• **Data records**
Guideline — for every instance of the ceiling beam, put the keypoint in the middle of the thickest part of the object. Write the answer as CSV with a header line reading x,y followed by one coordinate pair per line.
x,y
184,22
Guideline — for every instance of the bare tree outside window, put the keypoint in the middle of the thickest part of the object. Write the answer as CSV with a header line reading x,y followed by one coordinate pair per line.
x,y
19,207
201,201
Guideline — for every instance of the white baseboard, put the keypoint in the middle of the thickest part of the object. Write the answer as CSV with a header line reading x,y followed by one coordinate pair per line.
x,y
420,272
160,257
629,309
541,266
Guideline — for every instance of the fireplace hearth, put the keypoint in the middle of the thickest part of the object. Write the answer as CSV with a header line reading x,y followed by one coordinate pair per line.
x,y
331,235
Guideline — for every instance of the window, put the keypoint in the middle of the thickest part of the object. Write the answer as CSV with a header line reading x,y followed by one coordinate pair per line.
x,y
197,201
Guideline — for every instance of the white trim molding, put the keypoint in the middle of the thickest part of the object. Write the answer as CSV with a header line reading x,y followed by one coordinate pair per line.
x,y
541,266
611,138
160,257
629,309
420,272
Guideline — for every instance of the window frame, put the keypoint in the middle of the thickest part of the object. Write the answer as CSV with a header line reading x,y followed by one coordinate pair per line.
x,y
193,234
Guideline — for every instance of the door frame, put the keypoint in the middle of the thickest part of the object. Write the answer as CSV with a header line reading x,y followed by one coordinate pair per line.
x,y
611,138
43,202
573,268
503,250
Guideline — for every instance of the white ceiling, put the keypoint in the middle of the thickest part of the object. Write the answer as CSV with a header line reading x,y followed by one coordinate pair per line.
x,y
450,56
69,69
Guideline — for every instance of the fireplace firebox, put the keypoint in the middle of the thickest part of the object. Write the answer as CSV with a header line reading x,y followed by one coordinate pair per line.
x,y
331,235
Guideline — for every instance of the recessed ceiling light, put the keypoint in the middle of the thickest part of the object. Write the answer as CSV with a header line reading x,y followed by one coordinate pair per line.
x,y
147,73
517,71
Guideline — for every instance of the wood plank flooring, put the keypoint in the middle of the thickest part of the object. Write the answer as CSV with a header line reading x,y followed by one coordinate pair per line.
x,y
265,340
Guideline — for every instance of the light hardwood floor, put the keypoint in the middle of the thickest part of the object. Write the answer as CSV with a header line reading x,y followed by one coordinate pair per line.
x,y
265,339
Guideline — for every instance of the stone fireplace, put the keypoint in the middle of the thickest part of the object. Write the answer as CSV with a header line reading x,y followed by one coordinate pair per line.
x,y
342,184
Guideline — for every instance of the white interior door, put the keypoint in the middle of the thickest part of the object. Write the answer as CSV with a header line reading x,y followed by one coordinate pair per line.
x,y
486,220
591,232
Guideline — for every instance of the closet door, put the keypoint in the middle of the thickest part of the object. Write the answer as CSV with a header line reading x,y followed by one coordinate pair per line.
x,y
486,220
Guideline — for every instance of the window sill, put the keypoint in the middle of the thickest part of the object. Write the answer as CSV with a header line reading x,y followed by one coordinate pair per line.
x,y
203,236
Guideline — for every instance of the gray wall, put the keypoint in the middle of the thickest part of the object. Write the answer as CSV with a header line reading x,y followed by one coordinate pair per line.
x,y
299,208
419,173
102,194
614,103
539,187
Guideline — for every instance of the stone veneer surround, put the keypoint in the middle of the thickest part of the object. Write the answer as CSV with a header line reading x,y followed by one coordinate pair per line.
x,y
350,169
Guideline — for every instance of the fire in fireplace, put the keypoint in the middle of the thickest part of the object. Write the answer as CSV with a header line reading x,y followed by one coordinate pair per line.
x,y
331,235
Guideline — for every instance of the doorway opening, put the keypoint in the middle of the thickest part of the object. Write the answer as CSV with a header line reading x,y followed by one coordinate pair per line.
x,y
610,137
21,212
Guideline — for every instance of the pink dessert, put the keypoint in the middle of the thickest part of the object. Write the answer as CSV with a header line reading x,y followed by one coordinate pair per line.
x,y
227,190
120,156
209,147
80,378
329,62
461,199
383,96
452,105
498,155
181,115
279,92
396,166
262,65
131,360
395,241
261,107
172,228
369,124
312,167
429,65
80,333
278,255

• **How to complete this task**
Please restate the records in full, word for word.

• **Reply**
Guideline — for every instance of the ceiling beam, put the keypoint in the middle of the thickest part of the object. Write the answer as CSV with a header line reading x,y followed by one coordinate pair per line.
x,y
184,22
Guideline — for every instance of the bare tree outside window, put the keypoint in the middle of the thickest part of the object. Write the answer as CSV with a header line reading x,y followed by one coordinate pair per line.
x,y
19,207
201,201
Guideline — for every instance of the white baseboard, put the keypoint in the middle of the thickest part of the object. Write the answer as CSV with a header line reading x,y followed by one coordinate pair per line.
x,y
420,272
160,257
629,309
541,266
Guideline — for every instance of the fireplace hearth, put the keypoint in the middle of the thickest part of the object. Write the answer as CSV with a header line reading x,y followed by one coordinate pair per line.
x,y
331,235
Guideline — for every instance of the window, put the keypoint in the middle of the thickest part of the object. Write the answer as CSV with a header line reading x,y followed by one coordinate pair per line.
x,y
197,201
Guideline — for every instance of the white trim molding, put the keypoint in the middle of the thickest part of the object. Write the answer as CSV with a header line reading x,y followed by one coordinate pair per line.
x,y
541,266
611,138
160,257
629,309
420,272
Guideline — for every instance of the window frame, put the keypoint in the middle of the thickest part of the object. Write the answer as CSV with a header line reading x,y followed by one coordinate pair per line.
x,y
193,234
Guideline — for every instance of the door frame, put the keypoint in the middle of the thickest part of the object. Write the answer as CSV with a header line reading x,y followed by one coordinate pair per line.
x,y
611,138
43,202
573,268
503,250
Guideline — for every instance of the white ceiling, put the keypoint in the middle of the thickest part of the object. Write the answer as CSV with a header line reading x,y followed by one coordinate pair per line.
x,y
450,56
69,69
Guideline — for every instance of the fireplace firebox, put the keypoint in the middle of the thickest part of the object. Write the answer as CSV with a header line reading x,y followed by one coordinate pair per line.
x,y
331,235
Guideline — for every instance of the recessed ceiling light, put the keypoint in the middle of the thickest part of the object. Write the answer as CSV with a header line reading x,y followed by one coordinate pair per line.
x,y
147,73
517,71
Guideline — for every instance of the wood plank flooring, put the keypoint in the middle of the thickest part of the object. Write the answer as CSV with a header line reading x,y followed by one coordinate pair per line.
x,y
265,340
Guideline — for every instance of the light hardwood floor, put the keypoint in the middle of the thickest part of the object. Write the answer as CSV with a header line reading x,y followed by one coordinate pair per line.
x,y
265,339
Guideline — for every instance of the stone fireplace, put the keypoint in the middle of the thickest part of the object. Write the answer as CSV with a header line reading x,y followed by one coordinate pair per line.
x,y
342,184
Guideline — for every instance of the white interior door, put the keypoint in the middle of the thickest part of the object. Write the answer as CSV with a header line reading x,y followed by one coordinate pair per line.
x,y
486,220
591,232
Guideline — for every instance of the closet door, put the keypoint in the middle of the thickest part of the object. Write the answer as CSV with a header line reading x,y followed by one coordinate pair per line.
x,y
486,220
Guideline — for every instance of the window sill, put the keypoint in the middle of the thickest part of the object. Write the answer as CSV with a header line reading x,y followed by one coordinate pair per line.
x,y
203,236
Guideline — for every instance of the gray wall, put the keypoint in the middle of the thickest part of the object. Write the answer as CSV with a header line reading x,y followed by one coordinate pair per line.
x,y
299,208
419,173
102,194
614,103
539,187
Guideline — for every instance of the stone veneer surround, put the keypoint in the middle of the thickest part of the object. Write the answer as CSV with a header line reading x,y followed by one coordinate pair per line.
x,y
350,169
Guideline — for every instance of the fire in fireplace, put the keypoint in the middle of the thickest part of the object. Write the answer as CSV with a header line reading x,y followed by one coordinate pair per line.
x,y
331,235
Guideline — for every instance of the doorway opening, put the keypoint in the middle of the thickest part of the object. Write the answer as CSV with a header line reading x,y followed by one coordinate pair per line.
x,y
610,137
21,212
Guideline — for every instance of the pink dessert, put the keypoint in the middle of the thickest part of the object. Write the answer as CSV with a header line reading x,y followed by one coordinate pair per line.
x,y
227,190
120,156
209,147
80,378
329,62
461,199
383,96
452,105
498,155
181,115
279,92
396,166
262,65
131,360
395,241
261,107
172,228
369,124
312,167
429,65
80,333
278,255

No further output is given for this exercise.